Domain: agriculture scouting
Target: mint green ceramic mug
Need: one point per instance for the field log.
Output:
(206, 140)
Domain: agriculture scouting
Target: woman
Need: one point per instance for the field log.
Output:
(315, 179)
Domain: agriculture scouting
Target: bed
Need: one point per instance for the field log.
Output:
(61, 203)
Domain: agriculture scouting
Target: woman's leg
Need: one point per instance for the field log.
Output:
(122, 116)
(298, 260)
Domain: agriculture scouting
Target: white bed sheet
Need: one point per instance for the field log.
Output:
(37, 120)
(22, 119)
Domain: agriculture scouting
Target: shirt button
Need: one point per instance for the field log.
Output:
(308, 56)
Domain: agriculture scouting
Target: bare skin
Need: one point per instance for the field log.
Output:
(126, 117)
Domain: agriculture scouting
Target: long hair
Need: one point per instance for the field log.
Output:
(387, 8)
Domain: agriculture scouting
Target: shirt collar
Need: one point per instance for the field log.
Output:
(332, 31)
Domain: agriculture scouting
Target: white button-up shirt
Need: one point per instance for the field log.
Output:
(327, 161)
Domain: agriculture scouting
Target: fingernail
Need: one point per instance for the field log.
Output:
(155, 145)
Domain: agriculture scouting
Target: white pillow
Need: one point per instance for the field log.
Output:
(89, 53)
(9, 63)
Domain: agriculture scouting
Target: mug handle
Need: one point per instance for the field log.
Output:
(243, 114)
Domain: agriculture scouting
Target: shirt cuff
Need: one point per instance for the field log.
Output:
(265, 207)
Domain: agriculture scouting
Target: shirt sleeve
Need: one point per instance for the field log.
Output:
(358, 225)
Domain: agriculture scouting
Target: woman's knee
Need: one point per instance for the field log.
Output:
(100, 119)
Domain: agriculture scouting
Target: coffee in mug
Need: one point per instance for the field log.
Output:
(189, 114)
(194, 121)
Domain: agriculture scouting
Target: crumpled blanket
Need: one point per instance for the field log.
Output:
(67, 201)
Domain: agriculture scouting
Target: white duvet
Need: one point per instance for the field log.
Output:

■ ■ ■ ■ ■

### Problem statement
The output should match the records above exactly, entry for entry.

### Answer section
Domain: agriculture scouting
Target: mint green ceramic mug
Need: one point per instance for the field log.
Output:
(206, 140)
Domain: agriculture scouting
Target: woman
Need: one point per instance for the field log.
Output:
(315, 179)
Domain: agriculture scouting
Target: bed
Need: one point per instance for the field log.
Output:
(61, 203)
Domain: agriculture scouting
Target: woman's leg
Need: one point per instance for the field log.
Output:
(122, 116)
(298, 260)
Domain: agriculture scouting
Target: white bed sheet
Need: one point per instance for the field log.
Output:
(37, 120)
(22, 119)
Domain: agriculture scouting
Target: shirt button
Need: one point per instance for the field log.
Output:
(308, 56)
Domain: agriculture scouting
Target: bare skin
Need: one point per instance for the field log.
Output:
(126, 117)
Domain: agriculture scouting
Target: long hair
Need: one point per instance for the field log.
Output:
(387, 8)
Domain: agriculture scouting
Target: shirt collar
Need: one point per instance for the field log.
Output:
(332, 31)
Domain: agriculture scouting
Target: white button-up shirt
Need: one point per instance for the field log.
Output:
(327, 161)
Domain: agriculture scouting
Target: fingernail
Need: one point per instance for the field log.
Output:
(155, 145)
Domain: agriculture scouting
Target: white pillow
Need: one point per instance for the field log.
Output:
(89, 53)
(9, 63)
Domain: agriculture scouting
Target: mug handle
Need: one point per instance for the field log.
Output:
(243, 114)
Domain: agriculture scouting
Target: shirt cuff
Need: one point per instance for the field log.
Output:
(265, 207)
Domain: agriculture scouting
Target: shirt sleeve
Need: one point per instance for the field log.
Output:
(358, 225)
Domain: agriculture scouting
Target: woman's knee
Need: one point per instance for the field log.
Output:
(100, 119)
Domain: agriculture scouting
Target: coffee in mug
Need: one point per instance for the field log.
Output:
(189, 114)
(194, 121)
Domain: agriculture scouting
Target: crumpled blanket
Need: one point per instance for the field log.
Output:
(67, 201)
Domain: agriculture scouting
Target: white duvet
Need: one point per instance for the field log.
Output:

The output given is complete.